Please rewrite the entries below with "rooftop structure" swapped for "roof structure" and everything else unchanged. Leave the pictures out.

**Dataset:**
—————

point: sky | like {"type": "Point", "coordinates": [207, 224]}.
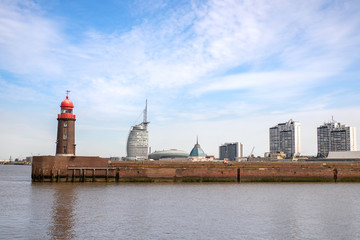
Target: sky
{"type": "Point", "coordinates": [219, 70]}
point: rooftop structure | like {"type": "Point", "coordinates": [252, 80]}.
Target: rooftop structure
{"type": "Point", "coordinates": [285, 137]}
{"type": "Point", "coordinates": [335, 137]}
{"type": "Point", "coordinates": [138, 140]}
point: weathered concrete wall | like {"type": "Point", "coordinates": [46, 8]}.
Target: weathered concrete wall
{"type": "Point", "coordinates": [63, 168]}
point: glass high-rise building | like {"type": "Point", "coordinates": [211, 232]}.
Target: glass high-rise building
{"type": "Point", "coordinates": [285, 137]}
{"type": "Point", "coordinates": [137, 146]}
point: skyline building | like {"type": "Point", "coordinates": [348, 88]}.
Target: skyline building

—————

**Result:**
point: sky | like {"type": "Point", "coordinates": [207, 224]}.
Target: sky
{"type": "Point", "coordinates": [219, 70]}
point: roof structure | like {"type": "Point", "coordinates": [252, 80]}.
Target: roof structure
{"type": "Point", "coordinates": [285, 137]}
{"type": "Point", "coordinates": [335, 137]}
{"type": "Point", "coordinates": [138, 140]}
point: weathered concrete wall | like {"type": "Point", "coordinates": [46, 8]}.
Target: weathered concrete wall
{"type": "Point", "coordinates": [63, 168]}
point: glass high-rise building | like {"type": "Point", "coordinates": [211, 232]}.
Target: glass high-rise building
{"type": "Point", "coordinates": [285, 137]}
{"type": "Point", "coordinates": [137, 146]}
point: skyline building | like {"type": "Point", "coordinates": [348, 88]}.
Target: skyline building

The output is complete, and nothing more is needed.